◆ **Deine Aufgabe**
Nenne alle Windsurf-Materialklassen, die im Textauszug zur Windsurf-Förderung namentlich erwähnt werden.

◆ **Textauszug**
* * * * *

Dazu sei vorweg gesagt, dass dies keineswegs ein unrealistisches Wunschdenken ist, sondern als Zielsetzung zu verstehen ist.
Ich würde mir wünschen, dass sich mehr Segelvereine im Boardsport-Bereich engagieren, sodass wir in drei Jahren mindestens die doppelte Anzahl an Nachwuchssurfern haben, die durch den Verein regelmäßiges Training bekommen und sich bei länderübergreifenden Maßnahmen austauschen und verbessern können. Es würde auch in anderen Bundesländern als nur in Schleswig-Holstein einen Nachwuchskader geben, der von ausgebildeten Trainern regelmäßig unterrichtet wird. Mehr Trainerinnen und Trainer würden eine offizielle Trainerlizenz über den DSV erwerben, um das Schulungsniveau anzuheben und dem Nachwuchs eine optimale Ausbildung anbieten zu können. Die Topfahrer engagieren sich noch stärker in der Nachwuchsförderung und geben ihre Leidenschaft und ihr Know-how an die nächste Generation weiter.
Die deutschen Top-Athleten haben die Möglichkeit, an einer professionellen nationalen Regattaserie auf dem einheitlichen iQFOiL Material teilzunehmen, ohne dabei einen Materialnachteil hinnehmen zu müssen. Sie werden bei Trainings und Wettkämpfen seitens des DSVs gefördert und unterstützt, sodass Sie sich zu hundert Prozent auf den Sport konzentrieren können und sich um organisatorische und finanzielle Sorgen wenig Gedanken machen müssen. Es hat sich eine Kadergruppe auf Top-Niveau (auch im weiblichen Windsurfbereich) gebildet, deren Mitglieder sich gegenseitig zu Höchstleistungen pushen und das Ziel verfolgen, bei den Olympischen Spielen für Deutschland um Medaillen zu kämpfen. So in etwa würde ich mir es wünschen und ich finde, das klingt doch gar nicht mal so schlecht.
Wie schätzt du die materialbezogenen Veränderungen und die daraus resultierenden Möglichkeiten für die Sportler ein?
Mit dem Umstieg vom Mistral One Design auf das Neilpryde RS:X haben wir in Deutschland nicht gerade Pionierarbeit geleistet. Woran das lag oder wem man die Schuld dafür gibt ist keineswegs nützlich oder zielführend. Mit dem neuen Umstieg vom RS:X auf das iQFOiL haben wir eine riesige Chance bekommen. Jetzt ist es wichtig, dass wir alle die RS:X-Ära abhaken (und nicht in alten Strukturen denken) und die neugewonnene Chance auch nutzen. Der DSV hat nicht nur durch die Schaffung meiner Stelle gezeigt, dass er sehr daran interessiert ist, sich dieser Chance (gilt auch fürs Kitesurfen) anzunehmen. So finden beispielsweise auch im Juni schon erste DSV-Windfoil-Workshops in Schilksee statt.

* * * * *

◆ **Aufgeführte Einträge**

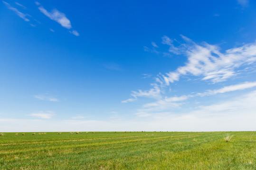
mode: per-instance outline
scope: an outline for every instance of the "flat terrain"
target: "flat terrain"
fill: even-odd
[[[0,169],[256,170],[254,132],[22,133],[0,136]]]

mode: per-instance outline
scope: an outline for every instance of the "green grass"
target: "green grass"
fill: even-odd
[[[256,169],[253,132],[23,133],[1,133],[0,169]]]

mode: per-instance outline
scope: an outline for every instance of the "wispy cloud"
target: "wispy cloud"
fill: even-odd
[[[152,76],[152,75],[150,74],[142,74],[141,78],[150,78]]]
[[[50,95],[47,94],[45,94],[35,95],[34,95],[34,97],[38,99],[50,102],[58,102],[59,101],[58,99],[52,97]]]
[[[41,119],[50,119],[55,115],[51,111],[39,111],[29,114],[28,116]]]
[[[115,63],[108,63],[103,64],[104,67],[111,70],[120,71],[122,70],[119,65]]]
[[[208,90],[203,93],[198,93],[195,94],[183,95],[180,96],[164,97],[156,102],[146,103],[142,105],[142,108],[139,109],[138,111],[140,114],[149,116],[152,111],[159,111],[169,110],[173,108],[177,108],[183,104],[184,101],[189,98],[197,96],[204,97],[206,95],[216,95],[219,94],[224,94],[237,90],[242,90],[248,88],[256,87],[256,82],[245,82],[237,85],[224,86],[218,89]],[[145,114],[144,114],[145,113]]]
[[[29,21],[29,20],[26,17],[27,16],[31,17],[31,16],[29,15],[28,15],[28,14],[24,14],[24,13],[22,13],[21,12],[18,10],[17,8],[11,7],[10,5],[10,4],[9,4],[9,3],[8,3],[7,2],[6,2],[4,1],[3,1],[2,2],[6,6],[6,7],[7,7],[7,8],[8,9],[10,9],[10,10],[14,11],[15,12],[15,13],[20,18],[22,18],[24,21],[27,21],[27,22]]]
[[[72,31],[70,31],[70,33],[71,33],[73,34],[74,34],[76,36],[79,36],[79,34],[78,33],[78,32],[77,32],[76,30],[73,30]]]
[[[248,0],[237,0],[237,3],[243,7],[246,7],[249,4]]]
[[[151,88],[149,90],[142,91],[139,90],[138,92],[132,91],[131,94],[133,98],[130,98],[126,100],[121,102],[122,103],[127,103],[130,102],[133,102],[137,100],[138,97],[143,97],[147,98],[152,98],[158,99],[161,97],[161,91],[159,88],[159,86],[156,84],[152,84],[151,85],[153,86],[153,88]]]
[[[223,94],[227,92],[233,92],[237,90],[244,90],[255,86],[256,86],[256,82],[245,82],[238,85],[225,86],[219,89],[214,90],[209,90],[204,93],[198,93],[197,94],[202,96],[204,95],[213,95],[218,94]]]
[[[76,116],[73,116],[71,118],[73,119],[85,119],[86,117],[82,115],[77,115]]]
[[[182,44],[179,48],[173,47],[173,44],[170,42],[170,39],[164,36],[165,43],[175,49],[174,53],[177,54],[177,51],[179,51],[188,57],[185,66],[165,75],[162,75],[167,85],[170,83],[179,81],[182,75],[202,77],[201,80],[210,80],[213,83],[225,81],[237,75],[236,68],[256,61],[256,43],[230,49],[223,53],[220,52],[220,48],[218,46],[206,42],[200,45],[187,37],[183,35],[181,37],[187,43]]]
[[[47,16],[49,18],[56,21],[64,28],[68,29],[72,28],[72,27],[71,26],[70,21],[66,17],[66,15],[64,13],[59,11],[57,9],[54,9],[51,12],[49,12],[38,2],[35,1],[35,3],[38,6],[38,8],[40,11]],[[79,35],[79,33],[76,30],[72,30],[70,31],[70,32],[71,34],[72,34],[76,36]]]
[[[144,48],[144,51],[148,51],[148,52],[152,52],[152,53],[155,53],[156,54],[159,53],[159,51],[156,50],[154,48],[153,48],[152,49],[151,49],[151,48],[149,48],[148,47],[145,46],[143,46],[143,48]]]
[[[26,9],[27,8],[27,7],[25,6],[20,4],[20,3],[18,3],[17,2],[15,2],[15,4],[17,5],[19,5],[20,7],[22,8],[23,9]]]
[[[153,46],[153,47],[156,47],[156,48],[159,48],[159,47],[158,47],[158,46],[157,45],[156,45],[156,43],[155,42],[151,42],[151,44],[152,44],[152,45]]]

* * * * *

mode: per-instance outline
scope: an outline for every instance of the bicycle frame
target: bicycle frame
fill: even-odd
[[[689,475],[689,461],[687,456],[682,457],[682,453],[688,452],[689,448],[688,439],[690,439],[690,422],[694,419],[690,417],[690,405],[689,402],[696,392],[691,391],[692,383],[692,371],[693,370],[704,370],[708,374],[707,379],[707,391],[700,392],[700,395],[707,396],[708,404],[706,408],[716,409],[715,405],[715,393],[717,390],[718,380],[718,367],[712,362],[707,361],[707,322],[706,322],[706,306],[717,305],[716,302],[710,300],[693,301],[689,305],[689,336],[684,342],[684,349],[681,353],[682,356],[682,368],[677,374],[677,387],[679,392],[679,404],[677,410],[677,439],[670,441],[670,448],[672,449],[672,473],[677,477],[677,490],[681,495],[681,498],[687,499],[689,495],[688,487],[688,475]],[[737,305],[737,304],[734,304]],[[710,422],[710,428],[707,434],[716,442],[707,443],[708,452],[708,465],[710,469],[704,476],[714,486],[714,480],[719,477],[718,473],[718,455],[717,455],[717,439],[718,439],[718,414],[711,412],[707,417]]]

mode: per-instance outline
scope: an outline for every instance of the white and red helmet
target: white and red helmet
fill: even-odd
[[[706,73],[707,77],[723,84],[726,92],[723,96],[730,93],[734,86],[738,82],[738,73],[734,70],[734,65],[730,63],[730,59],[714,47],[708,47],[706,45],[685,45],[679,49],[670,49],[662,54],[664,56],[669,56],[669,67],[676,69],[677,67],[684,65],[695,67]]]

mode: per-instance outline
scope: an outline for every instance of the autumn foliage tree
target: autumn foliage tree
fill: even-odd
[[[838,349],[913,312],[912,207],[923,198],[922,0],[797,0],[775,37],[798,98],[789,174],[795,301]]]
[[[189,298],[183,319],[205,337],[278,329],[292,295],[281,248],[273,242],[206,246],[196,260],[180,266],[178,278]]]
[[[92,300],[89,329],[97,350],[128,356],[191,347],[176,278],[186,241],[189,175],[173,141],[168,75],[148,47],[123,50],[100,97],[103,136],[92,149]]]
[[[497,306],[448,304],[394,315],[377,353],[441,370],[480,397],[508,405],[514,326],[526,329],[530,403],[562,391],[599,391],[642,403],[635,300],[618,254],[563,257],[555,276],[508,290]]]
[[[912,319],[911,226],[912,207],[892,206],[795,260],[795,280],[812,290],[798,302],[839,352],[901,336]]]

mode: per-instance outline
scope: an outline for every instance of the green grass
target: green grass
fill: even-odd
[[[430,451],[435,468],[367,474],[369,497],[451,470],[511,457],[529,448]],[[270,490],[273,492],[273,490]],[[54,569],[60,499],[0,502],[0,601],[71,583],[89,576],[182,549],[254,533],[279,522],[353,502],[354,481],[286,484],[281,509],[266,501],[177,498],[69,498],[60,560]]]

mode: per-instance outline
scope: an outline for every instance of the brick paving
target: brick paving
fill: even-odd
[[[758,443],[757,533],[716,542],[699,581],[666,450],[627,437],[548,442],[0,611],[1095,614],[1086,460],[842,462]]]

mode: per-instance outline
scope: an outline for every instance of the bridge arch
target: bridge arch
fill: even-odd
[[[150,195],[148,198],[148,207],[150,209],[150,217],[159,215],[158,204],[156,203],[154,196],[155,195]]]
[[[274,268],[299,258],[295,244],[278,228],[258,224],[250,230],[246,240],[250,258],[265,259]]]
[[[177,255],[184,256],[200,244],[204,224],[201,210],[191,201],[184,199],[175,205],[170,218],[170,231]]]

* * * * *

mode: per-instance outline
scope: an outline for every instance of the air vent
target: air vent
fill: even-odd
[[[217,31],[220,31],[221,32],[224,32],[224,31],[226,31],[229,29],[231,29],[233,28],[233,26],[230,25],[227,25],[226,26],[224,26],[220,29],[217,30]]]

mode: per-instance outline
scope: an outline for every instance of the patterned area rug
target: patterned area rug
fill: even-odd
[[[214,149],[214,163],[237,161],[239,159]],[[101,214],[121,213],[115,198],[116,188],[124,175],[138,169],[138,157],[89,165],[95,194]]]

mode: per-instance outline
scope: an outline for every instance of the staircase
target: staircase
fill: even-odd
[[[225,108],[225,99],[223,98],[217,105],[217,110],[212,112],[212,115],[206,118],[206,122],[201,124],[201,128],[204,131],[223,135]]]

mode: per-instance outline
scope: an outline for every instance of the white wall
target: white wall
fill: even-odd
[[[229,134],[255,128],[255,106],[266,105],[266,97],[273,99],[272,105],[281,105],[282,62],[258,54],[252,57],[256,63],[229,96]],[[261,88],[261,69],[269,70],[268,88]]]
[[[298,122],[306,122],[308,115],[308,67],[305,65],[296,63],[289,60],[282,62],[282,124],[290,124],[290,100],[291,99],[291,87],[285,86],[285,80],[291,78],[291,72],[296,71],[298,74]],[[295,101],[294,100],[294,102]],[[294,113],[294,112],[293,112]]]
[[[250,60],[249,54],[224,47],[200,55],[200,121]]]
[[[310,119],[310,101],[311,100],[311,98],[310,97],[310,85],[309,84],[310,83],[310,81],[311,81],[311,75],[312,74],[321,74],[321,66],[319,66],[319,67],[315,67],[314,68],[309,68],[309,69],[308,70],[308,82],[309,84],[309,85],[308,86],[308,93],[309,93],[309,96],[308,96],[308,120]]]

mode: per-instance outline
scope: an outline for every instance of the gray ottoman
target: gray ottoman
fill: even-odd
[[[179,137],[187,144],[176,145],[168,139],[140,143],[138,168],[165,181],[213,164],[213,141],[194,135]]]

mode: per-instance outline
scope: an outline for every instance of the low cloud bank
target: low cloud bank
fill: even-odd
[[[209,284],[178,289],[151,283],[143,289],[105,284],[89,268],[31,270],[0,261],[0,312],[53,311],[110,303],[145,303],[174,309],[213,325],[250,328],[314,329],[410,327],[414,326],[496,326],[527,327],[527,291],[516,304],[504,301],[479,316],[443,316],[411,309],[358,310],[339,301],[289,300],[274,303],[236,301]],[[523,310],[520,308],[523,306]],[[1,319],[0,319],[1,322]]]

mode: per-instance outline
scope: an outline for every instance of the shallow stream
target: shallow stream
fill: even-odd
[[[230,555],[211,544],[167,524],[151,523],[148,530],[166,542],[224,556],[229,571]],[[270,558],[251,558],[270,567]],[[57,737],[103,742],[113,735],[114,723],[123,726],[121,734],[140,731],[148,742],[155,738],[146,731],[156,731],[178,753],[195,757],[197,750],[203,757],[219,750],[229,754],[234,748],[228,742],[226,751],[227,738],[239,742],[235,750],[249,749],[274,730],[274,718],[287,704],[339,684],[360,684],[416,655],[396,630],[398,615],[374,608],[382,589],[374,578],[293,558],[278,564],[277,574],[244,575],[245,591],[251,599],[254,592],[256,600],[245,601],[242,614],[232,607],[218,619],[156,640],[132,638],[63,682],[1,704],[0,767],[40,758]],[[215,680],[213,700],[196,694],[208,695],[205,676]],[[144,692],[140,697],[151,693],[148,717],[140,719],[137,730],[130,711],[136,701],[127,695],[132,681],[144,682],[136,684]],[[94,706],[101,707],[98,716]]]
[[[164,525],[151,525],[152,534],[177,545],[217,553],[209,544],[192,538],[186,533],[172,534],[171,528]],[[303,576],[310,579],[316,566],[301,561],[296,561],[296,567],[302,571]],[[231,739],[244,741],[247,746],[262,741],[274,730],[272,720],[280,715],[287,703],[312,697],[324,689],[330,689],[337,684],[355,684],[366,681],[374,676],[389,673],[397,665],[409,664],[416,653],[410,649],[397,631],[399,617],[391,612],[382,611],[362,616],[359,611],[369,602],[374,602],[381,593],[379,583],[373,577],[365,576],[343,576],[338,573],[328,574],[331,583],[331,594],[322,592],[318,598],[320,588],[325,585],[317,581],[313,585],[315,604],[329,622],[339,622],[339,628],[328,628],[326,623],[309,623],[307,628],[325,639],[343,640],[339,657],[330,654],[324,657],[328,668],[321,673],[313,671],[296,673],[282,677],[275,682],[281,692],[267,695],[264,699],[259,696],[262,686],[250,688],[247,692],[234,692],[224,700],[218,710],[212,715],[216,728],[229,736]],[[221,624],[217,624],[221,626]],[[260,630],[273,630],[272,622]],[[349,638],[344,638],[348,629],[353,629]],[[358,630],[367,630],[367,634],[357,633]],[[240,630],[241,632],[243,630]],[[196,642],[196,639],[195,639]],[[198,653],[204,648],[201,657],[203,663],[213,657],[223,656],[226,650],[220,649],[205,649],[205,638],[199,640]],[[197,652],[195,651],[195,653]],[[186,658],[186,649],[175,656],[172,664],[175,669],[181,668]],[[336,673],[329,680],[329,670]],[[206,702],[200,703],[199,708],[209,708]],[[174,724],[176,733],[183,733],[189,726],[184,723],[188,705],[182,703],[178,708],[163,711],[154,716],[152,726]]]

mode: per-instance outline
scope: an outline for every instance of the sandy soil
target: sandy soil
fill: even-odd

* * * * *

◆ **Ergebnis der Aufgabe**
- Mistral One Design
- Neilpryde RS:X
- iQFOiL